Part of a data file
'''

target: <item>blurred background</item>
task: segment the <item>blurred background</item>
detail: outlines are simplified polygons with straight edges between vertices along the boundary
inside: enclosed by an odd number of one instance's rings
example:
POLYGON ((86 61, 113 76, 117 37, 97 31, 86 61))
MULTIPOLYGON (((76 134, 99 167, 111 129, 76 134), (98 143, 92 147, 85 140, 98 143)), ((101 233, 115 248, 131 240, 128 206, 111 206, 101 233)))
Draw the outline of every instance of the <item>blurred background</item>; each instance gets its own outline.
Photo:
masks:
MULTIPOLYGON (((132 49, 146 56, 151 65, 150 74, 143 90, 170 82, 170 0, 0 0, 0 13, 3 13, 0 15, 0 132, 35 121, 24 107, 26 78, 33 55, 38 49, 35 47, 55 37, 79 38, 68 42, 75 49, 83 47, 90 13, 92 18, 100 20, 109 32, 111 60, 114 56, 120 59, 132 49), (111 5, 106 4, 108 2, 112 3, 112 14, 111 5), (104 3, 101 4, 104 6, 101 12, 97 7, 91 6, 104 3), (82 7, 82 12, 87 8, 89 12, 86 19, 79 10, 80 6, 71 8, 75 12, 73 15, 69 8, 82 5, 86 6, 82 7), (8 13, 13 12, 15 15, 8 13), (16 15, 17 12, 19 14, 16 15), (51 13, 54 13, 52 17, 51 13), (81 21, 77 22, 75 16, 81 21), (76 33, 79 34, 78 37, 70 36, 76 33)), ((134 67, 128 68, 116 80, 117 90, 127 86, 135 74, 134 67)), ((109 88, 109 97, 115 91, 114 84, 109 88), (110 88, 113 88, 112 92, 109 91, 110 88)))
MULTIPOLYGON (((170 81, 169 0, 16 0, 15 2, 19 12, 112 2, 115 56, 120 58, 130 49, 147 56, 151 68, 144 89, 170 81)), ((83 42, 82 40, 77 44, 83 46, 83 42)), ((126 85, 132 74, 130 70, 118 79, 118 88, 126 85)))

'''

Prompt
Rewrite everything from the start of the data down through the line containing "MULTIPOLYGON (((132 49, 146", both ends included, with each polygon coordinate in the answers multiplied by 1.25 and rounded to a whole number, halves rounded up. Keep every other line as it is, including the numbers in the sample outlines.

Task result
target: <item>blurred background</item>
task: segment the <item>blurred background</item>
detail: outlines are simplified polygons with straight edges between vertices along the boundary
inside: enclosed by an odd number of one instance's rings
example:
POLYGON ((86 61, 113 76, 117 37, 97 31, 86 61))
MULTIPOLYGON (((76 134, 99 167, 111 129, 76 134), (98 143, 92 147, 85 140, 98 143)), ((101 233, 115 248, 131 240, 128 206, 111 206, 101 233)))
Draw the outline of every instance of the <item>blurred background</item>; each instance gets its own outline.
Photo:
masks:
MULTIPOLYGON (((165 61, 183 70, 189 81, 188 93, 179 113, 213 103, 213 0, 0 0, 0 16, 4 16, 0 19, 0 165, 44 151, 30 134, 33 98, 41 69, 48 61, 44 59, 69 46, 99 48, 85 53, 94 61, 104 59, 113 16, 115 23, 125 25, 136 40, 139 75, 143 70, 150 74, 165 61), (139 6, 133 5, 135 3, 140 4, 140 18, 139 6), (130 4, 126 5, 130 8, 126 15, 121 9, 114 8, 130 4), (103 9, 103 15, 109 10, 111 15, 108 24, 99 13, 100 8, 89 10, 94 15, 91 19, 86 10, 103 6, 108 8, 103 9), (10 16, 16 15, 19 19, 10 16), (20 19, 21 15, 24 18, 20 19), (64 16, 68 16, 65 21, 64 16), (101 26, 96 28, 94 20, 101 26), (95 41, 99 43, 98 46, 88 45, 95 41)), ((168 84, 160 85, 145 100, 146 113, 159 108, 169 93, 168 84)), ((136 110, 136 121, 144 114, 143 105, 136 110), (138 110, 141 110, 140 115, 136 114, 138 110)))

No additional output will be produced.